◆ **TO BE DONE**
Reproduce the data below verbatim from the line containing "Where can the snow-covered ground" through its final line, and produce nothing more.

◆ **PROVIDED DATA**
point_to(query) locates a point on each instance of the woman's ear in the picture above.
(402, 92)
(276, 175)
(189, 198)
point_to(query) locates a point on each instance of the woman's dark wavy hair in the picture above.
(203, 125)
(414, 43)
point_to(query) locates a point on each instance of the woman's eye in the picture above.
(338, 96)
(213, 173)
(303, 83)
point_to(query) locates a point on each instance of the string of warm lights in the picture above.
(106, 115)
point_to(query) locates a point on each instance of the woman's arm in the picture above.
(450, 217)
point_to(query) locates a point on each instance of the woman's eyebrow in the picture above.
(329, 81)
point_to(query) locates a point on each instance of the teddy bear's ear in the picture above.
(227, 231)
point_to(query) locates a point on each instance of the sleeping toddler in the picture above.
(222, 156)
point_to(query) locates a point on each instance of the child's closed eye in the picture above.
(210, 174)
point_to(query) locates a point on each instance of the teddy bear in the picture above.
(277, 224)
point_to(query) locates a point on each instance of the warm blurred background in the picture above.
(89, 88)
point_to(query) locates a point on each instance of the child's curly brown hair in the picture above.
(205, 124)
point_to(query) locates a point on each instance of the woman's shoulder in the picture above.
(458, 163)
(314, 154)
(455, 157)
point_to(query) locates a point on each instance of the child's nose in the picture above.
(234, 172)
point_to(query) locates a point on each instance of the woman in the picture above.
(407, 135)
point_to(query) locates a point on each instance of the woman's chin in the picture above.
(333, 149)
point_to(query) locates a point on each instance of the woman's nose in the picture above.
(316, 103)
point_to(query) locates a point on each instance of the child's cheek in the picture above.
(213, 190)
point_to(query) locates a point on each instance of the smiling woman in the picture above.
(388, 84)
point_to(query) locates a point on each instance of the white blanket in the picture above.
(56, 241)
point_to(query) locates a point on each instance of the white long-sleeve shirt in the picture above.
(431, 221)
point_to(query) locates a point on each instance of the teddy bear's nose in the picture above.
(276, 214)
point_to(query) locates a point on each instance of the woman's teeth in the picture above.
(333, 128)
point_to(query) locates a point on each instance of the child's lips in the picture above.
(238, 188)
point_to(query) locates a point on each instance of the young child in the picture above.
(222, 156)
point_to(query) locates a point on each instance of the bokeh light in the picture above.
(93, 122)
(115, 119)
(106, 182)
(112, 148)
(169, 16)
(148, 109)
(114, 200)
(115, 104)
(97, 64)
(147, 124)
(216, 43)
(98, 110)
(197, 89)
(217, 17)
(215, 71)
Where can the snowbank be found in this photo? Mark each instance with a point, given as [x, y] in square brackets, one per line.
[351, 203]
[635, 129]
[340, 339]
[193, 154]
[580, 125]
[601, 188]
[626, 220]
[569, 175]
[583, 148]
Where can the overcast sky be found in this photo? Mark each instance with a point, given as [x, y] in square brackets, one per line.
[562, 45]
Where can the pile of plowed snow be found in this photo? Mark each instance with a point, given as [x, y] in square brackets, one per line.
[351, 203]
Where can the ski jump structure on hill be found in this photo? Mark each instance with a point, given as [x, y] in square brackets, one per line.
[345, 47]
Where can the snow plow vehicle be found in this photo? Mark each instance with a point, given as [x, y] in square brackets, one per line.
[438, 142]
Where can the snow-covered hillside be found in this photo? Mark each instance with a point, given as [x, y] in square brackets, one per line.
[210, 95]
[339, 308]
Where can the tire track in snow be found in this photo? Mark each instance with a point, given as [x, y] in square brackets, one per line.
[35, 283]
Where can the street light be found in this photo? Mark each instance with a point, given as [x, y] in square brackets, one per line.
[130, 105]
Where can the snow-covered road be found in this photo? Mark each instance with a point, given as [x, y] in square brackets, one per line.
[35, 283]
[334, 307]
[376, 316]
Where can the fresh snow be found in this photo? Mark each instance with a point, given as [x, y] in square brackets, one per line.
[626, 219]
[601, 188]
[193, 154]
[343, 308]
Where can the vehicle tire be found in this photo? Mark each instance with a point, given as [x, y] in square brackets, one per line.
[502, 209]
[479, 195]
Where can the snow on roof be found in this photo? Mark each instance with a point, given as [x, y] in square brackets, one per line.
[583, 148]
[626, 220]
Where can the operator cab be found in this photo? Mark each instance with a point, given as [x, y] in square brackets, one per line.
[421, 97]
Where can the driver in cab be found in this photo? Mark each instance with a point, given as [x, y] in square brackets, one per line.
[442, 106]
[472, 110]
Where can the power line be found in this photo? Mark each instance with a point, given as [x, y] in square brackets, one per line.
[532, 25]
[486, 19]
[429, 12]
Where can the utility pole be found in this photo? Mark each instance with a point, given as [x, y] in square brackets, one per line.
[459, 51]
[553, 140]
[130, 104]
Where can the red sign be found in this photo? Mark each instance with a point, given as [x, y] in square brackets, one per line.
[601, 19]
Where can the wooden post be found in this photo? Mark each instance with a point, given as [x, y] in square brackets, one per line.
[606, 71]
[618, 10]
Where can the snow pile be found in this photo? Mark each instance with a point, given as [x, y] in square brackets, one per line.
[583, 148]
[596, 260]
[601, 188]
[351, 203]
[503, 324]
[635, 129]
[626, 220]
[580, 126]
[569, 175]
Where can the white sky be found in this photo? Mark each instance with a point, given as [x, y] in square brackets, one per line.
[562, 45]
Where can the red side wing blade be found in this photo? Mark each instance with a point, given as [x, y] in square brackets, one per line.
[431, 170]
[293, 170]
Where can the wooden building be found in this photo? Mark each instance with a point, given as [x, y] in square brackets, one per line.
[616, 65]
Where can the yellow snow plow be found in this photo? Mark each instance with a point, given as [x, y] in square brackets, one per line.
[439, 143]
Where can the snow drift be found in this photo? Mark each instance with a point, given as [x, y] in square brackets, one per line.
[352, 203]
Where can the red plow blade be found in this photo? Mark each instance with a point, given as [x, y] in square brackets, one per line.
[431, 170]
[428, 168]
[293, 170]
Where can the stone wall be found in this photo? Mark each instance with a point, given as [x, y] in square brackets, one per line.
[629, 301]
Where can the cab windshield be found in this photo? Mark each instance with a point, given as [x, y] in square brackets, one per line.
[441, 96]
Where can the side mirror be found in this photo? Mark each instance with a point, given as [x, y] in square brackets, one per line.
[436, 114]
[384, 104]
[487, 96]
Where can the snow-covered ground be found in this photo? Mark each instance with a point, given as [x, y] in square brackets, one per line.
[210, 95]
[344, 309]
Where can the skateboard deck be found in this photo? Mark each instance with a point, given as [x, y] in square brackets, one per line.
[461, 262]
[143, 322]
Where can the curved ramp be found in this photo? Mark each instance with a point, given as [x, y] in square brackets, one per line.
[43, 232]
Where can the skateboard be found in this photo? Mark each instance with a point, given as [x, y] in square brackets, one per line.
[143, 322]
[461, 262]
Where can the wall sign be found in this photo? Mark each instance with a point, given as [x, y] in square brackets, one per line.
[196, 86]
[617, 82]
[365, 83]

◆ **SOLUTION**
Where can the snow-covered ground be found in this photo? Mark each instance with a point, given as [x, y] in square brackets, one per line.
[210, 95]
[344, 309]
Where can the skateboard deck be found in this photo? Mark each instance with a point, given as [x, y] in square brackets, one per line.
[461, 262]
[143, 322]
Where can the curved ramp be found in this photo? Mark each instance with a point, given as [x, y] in square brackets, one per line.
[43, 232]
Where can the skateboard be found in this photo? Mark each instance with a point, given as [x, y] in square brackets, one per line.
[143, 322]
[461, 262]
Where can the wall sign be found in this photo? Mark each instance with a point, given as [x, y] in square brackets, one per line.
[196, 86]
[617, 82]
[365, 83]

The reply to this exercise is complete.